Кроме того, слишком преувеличена «дикость» становления капитализма в Америке (это представление «литературное», более соответствующее американским вестернам, нежели реальному положению дел10 ). Вспомним хотя бы знаменитые тринадцать добродетелей, выдвинутые В.Франклином в качестве непременных качеств хозяйственного человека (умеренность, молчаливость, порядок, решимость, невзыскательность, прилежание, прямодушие, справедливость, самообуздание, чистоплотность, уравновешенность, целомудрие, кротость). Они не содержали в себе ни одной, если можно так выразиться, собственно экономической «добродетели». Этими качествами нужно было обладать (или воспитать в себе), чтобы иметь право заниматься предпринимательством11. И надо заметить, что эти добродетели не исключительно протестантские. Как отмечал Зомбарт, идеал «святой хозяйственности» выдвигался и многими итальянскими авторами (т.е. и католиками). «Дед Леонардо да Винчи и Веньямина Франклина мыслили одинаково»12.

Разделение предпринимательства и морали (а мораль на заре капитализма была по сути своей религиозной) произошло позднее, в пору уже бурного развития капитализма. Но дело не только и не столько в установлении хронологических параметров этого процесса. Дело в самом характере экономической деятельности. Предпринимательство как сугубо экономическая деятельность, преследующая в качестве своей основной цели прибыль, не может не воспринимать требования морали как некую сдерживающую узду и даже помеху. Предприниматель, по верному замечанию Г.Гинса, нуждается в постоянной сублимации13 своих целей (работы не просто ради прибыли, но, скажем, ради страны, людей, общего блага и т.п.). А сублимация эта невозможна вне общего духовно-культурного климата, тех ценностей, которые исповедует общество, целей, которые оно себе ставит14.

Здесь необходимо сделать ряд уточнений, чтобы избежать опасности смотреть на религию, мораль, право и т.п. как на некое средство, способное разрешить конкретные социальные и хозяйственные задачи.

Против такого «утилитаризма» следует сказать следующее.

Во-первых, никакая религия никогда не является некой программой (будь то на уровне общей стратегии или конкретной тактики, «технологии»). Она – основополагающая установка жизни, «определяющее основание воли», по выражению Канта, что задает общие рамки действия (запрещающие или разрешающие, напр.: не укради, возлюби ближнего и т.д.), основополагающую иерархию ценностей (напр.: стремитесь к царству Божьему, а остальное приложится вам).

Конкретное же воплощение и реализация этих целей и сам тип деятельности, который утвердится и станет господствующим, зависит от творческих усилий людей. Поэтому нельзя действовать здесь по научно-технологическому принципу: введем такие-то установки и получим такой-то результат.

Да, можно, но уже задним числом, исследовать, как протестантская мораль обусловила тот или иной «дух» деятельности, но нельзя заранее сформулировать некие нормы, которые бы затем дали ожидаемый результат.

#####

=== Условия задания ===
Перепишите фрагмент исходного текста, который начинается со слов «Здесь необходимо сделать» и заканчивается словами «следует сказать следующее.», заменив в нем «мораль» на «нравственность». Записи дальше представляют собой отдельный материал, не связанный с текстом.

#####

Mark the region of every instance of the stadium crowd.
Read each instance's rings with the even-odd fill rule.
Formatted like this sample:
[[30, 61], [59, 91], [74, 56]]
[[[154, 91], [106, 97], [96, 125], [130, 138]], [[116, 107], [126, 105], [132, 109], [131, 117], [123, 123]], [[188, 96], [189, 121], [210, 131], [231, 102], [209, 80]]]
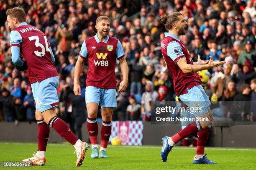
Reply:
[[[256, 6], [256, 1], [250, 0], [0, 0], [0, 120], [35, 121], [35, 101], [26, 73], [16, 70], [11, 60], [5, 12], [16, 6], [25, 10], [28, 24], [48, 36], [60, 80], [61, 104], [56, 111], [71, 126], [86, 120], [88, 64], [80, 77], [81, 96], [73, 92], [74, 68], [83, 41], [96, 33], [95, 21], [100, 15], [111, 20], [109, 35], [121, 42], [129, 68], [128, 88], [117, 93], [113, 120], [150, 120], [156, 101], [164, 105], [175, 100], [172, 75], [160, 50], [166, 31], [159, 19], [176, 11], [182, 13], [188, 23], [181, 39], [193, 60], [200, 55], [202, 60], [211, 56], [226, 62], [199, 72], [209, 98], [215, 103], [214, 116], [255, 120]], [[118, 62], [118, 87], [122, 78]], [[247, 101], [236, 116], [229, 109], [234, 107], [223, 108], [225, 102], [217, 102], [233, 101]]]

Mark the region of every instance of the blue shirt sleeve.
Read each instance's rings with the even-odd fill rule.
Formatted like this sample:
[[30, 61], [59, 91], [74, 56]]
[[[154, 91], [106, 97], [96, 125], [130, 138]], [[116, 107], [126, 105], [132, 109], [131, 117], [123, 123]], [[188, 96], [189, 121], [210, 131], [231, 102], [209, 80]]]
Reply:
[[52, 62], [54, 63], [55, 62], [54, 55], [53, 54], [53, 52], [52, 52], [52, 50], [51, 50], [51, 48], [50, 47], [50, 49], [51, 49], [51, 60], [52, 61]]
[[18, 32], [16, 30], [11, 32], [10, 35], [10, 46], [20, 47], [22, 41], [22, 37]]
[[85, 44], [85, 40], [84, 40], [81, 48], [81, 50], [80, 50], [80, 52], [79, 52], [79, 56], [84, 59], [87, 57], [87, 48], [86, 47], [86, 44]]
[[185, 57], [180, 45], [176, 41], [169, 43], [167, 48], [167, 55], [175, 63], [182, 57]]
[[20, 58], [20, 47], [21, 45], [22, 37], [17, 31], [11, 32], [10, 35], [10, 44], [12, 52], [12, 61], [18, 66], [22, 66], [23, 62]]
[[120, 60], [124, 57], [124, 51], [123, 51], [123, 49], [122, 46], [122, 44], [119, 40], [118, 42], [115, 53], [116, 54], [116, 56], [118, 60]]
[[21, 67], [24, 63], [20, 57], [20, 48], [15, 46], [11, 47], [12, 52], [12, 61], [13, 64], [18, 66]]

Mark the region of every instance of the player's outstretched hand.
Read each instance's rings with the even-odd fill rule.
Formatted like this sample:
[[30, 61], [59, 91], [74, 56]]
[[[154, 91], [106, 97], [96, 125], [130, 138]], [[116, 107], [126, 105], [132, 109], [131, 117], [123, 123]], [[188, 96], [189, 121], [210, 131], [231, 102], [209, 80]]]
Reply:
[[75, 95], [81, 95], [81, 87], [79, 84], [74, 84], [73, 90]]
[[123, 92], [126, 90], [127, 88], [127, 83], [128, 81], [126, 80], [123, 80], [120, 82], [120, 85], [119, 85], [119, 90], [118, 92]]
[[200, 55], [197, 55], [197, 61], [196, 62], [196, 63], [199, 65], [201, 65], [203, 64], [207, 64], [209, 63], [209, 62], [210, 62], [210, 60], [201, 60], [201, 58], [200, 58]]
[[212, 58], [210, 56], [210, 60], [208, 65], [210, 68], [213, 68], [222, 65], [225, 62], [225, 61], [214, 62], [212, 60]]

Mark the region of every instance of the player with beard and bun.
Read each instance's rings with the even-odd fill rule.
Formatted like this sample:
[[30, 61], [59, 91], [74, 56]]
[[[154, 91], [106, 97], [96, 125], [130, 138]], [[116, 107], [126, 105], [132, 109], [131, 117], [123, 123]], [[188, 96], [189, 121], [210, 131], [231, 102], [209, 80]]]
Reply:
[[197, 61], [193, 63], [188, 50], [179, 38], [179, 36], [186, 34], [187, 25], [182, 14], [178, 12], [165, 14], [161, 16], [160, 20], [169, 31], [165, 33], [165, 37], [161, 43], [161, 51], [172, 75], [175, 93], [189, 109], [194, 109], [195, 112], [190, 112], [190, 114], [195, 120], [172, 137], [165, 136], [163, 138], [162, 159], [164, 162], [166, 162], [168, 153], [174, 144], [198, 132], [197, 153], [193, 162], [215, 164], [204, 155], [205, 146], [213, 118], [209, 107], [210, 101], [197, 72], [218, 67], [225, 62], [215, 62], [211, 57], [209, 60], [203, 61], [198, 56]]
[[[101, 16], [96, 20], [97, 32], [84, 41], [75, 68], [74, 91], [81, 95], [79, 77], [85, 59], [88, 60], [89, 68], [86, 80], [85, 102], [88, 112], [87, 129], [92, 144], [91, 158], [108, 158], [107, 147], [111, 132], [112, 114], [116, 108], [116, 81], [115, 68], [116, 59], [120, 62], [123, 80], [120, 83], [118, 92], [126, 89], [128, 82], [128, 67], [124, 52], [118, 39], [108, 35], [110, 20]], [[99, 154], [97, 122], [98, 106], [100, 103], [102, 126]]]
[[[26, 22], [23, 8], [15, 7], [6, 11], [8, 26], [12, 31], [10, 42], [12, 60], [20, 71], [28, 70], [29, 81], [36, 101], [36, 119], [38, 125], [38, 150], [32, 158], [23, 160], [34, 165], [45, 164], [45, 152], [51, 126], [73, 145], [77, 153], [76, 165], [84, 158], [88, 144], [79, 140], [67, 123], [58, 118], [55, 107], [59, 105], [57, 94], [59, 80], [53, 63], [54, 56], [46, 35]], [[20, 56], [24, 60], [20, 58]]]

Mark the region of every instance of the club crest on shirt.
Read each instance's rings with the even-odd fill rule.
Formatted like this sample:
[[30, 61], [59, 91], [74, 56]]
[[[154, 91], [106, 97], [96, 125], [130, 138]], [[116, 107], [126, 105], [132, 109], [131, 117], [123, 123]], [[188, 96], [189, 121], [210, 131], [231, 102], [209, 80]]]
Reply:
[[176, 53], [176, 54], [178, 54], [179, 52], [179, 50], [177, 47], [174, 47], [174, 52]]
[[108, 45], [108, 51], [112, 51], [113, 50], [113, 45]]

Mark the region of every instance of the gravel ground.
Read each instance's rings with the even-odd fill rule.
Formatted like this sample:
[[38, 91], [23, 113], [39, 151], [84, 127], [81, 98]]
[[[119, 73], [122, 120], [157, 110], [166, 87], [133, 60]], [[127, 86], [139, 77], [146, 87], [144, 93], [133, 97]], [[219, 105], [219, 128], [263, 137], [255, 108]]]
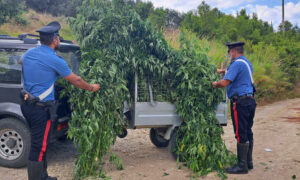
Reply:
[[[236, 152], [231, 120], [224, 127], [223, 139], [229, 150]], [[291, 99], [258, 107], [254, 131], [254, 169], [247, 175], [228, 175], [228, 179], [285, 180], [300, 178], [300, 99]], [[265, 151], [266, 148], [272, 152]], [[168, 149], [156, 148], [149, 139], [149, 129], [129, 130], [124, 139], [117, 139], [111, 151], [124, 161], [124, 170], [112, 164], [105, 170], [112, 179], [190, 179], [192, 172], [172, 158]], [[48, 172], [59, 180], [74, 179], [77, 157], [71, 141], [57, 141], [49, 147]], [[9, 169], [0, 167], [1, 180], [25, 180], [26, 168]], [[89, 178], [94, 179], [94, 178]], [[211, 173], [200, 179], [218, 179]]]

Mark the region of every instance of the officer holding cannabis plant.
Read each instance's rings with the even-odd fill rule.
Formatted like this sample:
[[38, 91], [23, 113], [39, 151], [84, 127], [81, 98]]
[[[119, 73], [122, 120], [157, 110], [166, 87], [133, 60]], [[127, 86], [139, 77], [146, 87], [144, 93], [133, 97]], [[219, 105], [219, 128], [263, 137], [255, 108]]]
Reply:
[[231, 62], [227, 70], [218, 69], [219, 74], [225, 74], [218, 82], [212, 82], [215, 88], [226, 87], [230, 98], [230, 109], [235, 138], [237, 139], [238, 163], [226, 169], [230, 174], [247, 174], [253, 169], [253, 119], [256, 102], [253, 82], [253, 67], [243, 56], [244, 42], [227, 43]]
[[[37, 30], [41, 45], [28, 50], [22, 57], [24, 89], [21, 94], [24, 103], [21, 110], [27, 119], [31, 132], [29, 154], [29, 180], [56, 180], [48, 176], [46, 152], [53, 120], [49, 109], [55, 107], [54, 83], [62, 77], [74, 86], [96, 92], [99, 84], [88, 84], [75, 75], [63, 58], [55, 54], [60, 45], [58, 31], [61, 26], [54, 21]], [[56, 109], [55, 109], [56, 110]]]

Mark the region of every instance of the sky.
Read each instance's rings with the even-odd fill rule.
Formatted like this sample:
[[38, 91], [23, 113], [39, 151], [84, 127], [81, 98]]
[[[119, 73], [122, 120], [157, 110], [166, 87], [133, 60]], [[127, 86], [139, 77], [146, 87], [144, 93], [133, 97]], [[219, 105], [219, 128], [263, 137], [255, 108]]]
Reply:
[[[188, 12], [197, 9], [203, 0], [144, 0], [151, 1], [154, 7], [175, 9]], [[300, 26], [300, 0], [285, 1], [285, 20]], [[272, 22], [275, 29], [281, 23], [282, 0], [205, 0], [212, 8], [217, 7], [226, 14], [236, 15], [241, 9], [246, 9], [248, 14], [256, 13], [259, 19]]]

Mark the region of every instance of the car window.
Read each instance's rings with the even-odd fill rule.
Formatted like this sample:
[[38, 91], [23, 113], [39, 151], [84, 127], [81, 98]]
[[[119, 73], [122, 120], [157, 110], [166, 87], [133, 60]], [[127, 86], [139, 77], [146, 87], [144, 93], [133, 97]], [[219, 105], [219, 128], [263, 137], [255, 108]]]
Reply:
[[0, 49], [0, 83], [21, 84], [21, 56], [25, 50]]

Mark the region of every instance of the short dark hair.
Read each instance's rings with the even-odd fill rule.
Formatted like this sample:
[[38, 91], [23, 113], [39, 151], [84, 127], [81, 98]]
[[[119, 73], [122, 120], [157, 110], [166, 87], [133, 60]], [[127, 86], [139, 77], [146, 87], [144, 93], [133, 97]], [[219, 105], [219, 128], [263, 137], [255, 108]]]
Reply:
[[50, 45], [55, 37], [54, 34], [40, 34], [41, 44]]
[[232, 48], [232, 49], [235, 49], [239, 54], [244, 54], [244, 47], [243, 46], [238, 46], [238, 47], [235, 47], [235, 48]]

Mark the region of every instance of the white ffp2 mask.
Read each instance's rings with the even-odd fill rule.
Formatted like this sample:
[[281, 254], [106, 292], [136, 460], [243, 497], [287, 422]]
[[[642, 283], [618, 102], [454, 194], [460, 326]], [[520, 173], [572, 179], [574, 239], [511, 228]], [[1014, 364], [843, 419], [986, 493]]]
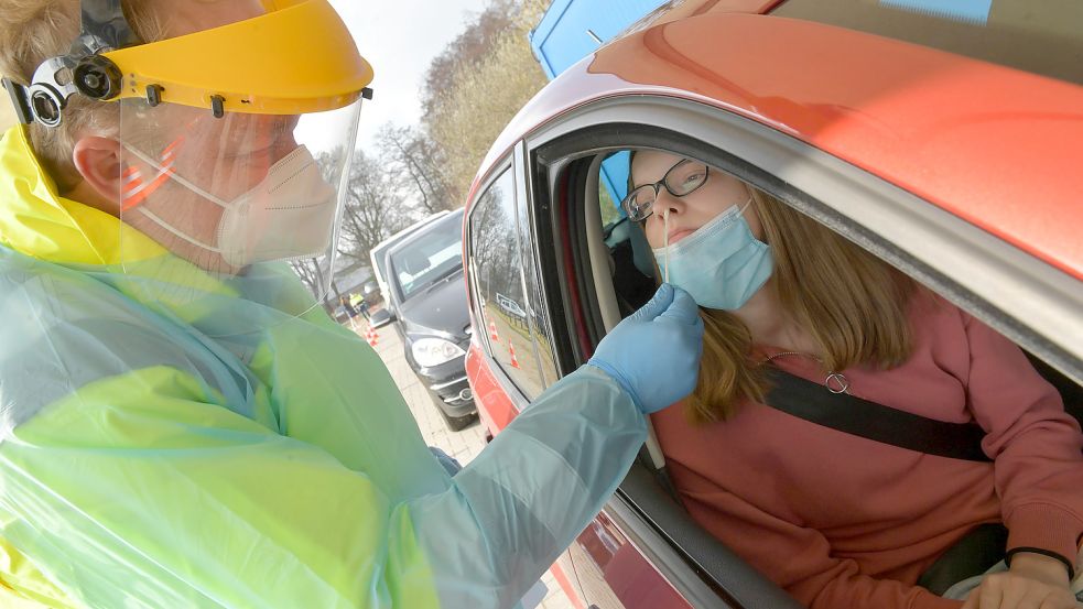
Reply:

#####

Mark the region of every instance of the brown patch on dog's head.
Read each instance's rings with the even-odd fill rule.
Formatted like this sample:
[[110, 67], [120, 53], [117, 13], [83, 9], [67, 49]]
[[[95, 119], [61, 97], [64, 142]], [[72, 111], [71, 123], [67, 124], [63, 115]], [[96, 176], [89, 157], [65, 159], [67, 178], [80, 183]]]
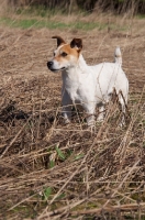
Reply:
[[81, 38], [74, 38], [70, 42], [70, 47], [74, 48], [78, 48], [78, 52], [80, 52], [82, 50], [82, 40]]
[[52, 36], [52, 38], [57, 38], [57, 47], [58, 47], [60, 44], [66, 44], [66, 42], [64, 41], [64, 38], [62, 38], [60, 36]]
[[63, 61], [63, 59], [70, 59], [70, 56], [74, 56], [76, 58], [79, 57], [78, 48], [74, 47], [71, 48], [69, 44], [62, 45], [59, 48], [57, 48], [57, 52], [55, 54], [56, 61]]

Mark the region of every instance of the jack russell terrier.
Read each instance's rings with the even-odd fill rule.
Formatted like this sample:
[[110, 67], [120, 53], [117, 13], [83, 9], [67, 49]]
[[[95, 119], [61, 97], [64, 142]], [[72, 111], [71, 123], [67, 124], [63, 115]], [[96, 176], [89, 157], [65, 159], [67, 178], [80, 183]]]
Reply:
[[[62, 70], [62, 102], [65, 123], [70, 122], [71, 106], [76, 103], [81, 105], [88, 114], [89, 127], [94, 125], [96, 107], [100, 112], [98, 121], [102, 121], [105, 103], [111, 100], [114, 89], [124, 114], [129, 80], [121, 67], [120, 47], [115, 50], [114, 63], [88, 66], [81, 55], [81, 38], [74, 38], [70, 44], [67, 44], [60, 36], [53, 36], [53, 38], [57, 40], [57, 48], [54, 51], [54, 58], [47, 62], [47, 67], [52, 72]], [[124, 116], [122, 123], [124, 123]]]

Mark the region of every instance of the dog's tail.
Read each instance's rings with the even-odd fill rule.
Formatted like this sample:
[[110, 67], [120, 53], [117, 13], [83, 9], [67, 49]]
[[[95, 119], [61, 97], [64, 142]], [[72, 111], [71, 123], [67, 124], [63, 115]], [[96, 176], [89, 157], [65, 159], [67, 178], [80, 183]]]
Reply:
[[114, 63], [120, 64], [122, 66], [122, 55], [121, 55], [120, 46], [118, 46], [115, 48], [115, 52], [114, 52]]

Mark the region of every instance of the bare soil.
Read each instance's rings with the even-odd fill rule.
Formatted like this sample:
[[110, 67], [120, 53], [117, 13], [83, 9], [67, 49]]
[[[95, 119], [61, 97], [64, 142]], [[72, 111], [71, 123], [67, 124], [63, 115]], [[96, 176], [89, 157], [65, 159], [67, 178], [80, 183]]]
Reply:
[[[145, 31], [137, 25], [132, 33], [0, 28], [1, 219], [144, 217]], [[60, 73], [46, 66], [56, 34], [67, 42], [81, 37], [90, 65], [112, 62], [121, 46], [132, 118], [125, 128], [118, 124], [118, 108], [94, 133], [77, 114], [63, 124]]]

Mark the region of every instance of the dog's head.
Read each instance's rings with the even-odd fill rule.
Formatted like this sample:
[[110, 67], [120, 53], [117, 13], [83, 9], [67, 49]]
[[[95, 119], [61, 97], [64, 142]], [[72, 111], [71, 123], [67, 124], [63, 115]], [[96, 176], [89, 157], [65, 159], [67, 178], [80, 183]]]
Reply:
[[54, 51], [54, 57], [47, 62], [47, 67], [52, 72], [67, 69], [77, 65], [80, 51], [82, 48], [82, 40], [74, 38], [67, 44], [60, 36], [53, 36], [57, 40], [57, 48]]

#####

=== Ответ к заданию ===
Здесь необходимо сделать ряд уточнений, чтобы избежать опасности смотреть на религию, нравственность, право и т.п. как на некое средство, способное разрешить конкретные социальные и хозяйственные задачи.

Против такого «утилитаризма» следует сказать следующее.